• [ESTRATTO DELLA PAGINA]
------------------------------------------------------------
Il titolo di uno dei capolavori della letteratura inglese dell’inizio del Novecento è la migliore intestazione per un articolo che vuole portare il lettore italiano a conoscenza delle sorti giudiziarie di Hissene Habré, l’uomo che, secondo l’accusa, ha governato con il terrore il Paese dell’Africa Centro-Settentrionale nell’intera decade degli anni Ottanta del secolo passato.
Il senso di disagio, di disgusto ed infine di angoscia che assale il lettore del romanzo di Joseph Conrad e delle vicende dell’avventuriero Kurtz che nel romanzo sono narrate, è lo stesso che prova chi affronti le 42 pagine della relazione della Commissione di riconciliazione e Giustizia, stabilita poco dopo la caduta del regime di Habrè (1990) per l’accertamento e la memorializzazione delle malefatte del dittatore.
Il documento conclusivo dei lavori della Commissione (che può essere letto qui http://www.usip.org/sites/default/files/file/resources/collections/commissions/Chad-Report.pdf) ha costituito la base ed il paradigma di ogni successivo sviluppo che ha portato alla creazione di una corte ad hoc.
------------------------------------------------------------
• [CONSEGNA] Cita dall'estratto su Habré il passo compreso tra "Il titolo di" e "del secolo passato.", estremi inclusi.
------------------------------------------------------------
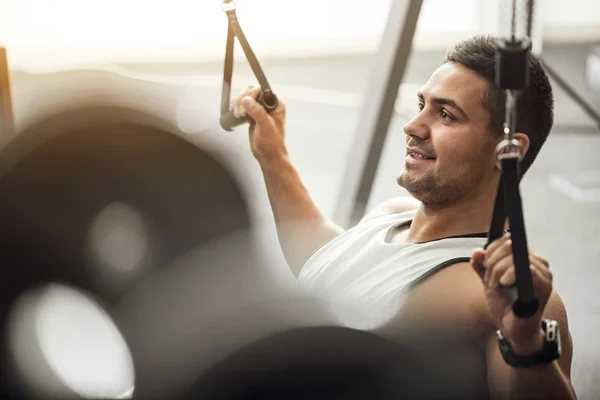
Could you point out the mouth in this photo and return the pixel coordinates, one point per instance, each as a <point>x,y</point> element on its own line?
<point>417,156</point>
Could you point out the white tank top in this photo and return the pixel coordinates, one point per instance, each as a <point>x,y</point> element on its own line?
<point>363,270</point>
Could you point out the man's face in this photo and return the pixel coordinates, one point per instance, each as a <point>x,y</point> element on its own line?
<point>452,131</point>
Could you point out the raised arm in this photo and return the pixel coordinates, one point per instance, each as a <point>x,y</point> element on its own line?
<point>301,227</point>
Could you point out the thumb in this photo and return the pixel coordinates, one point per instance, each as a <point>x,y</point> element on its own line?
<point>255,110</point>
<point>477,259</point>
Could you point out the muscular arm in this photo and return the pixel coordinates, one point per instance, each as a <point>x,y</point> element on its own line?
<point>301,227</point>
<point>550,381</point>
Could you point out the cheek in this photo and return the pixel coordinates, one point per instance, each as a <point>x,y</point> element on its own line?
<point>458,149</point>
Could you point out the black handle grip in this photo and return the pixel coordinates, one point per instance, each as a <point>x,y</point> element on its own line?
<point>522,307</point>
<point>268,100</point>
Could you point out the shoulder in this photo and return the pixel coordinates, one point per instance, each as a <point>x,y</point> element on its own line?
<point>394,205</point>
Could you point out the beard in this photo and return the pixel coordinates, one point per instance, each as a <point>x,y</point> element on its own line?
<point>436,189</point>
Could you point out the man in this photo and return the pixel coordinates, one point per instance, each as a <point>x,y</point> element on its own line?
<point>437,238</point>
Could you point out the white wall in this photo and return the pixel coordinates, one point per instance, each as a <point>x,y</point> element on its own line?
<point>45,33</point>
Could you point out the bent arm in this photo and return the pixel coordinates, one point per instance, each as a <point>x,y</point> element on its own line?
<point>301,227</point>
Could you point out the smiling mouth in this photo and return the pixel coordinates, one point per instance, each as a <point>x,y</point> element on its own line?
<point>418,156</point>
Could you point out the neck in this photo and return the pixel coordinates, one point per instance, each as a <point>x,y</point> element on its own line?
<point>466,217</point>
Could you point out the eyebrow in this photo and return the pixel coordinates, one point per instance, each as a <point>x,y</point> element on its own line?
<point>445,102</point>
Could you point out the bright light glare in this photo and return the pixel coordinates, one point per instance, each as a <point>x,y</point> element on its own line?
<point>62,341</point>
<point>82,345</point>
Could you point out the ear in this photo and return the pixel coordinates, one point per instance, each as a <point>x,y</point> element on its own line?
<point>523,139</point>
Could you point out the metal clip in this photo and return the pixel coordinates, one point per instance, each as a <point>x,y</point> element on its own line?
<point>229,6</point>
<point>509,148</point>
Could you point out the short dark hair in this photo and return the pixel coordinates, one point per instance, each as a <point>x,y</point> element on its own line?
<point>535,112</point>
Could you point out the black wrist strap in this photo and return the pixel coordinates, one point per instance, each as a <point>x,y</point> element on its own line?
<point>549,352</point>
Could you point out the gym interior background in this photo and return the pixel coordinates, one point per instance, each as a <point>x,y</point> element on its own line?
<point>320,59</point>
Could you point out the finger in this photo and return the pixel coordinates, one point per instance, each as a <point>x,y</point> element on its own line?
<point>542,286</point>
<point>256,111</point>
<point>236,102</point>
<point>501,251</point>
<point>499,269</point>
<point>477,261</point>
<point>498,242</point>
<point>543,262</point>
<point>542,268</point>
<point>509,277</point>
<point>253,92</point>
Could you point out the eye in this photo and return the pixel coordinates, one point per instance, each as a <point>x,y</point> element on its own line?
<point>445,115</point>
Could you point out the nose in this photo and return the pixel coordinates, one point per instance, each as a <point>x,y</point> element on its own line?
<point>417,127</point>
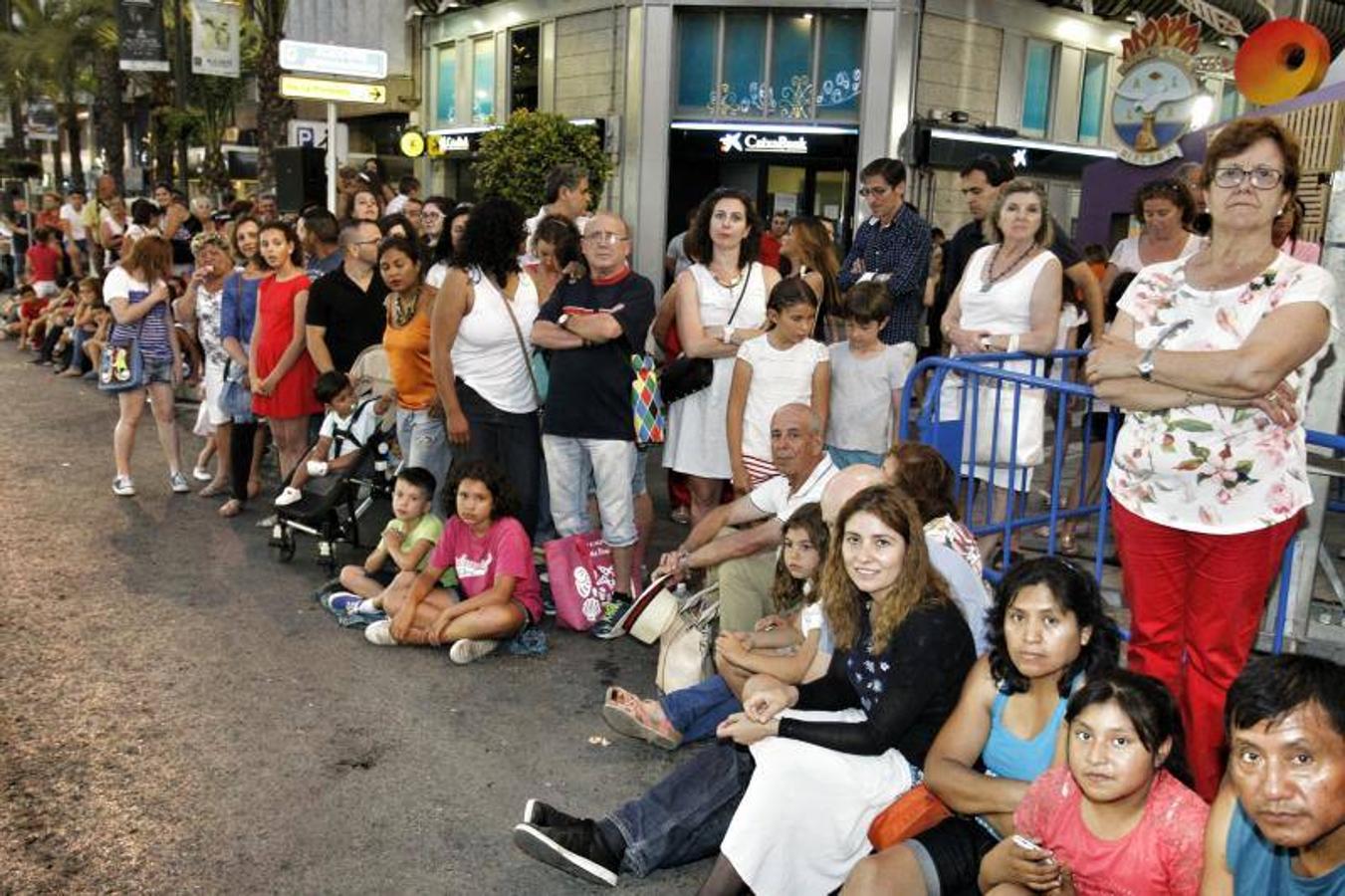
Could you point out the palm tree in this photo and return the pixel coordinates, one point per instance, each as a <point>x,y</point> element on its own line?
------------------------------------------------------------
• [SOLUZIONE]
Il titolo di uno dei capolavori della letteratura inglese dell’inizio del Novecento è la migliore intestazione per un articolo che vuole portare il lettore italiano a conoscenza delle sorti giudiziarie di Hissene Habré, l’uomo che, secondo l’accusa, ha governato con il terrore il Paese dell’Africa Centro-Settentrionale nell’intera decade degli anni Ottanta del secolo passato.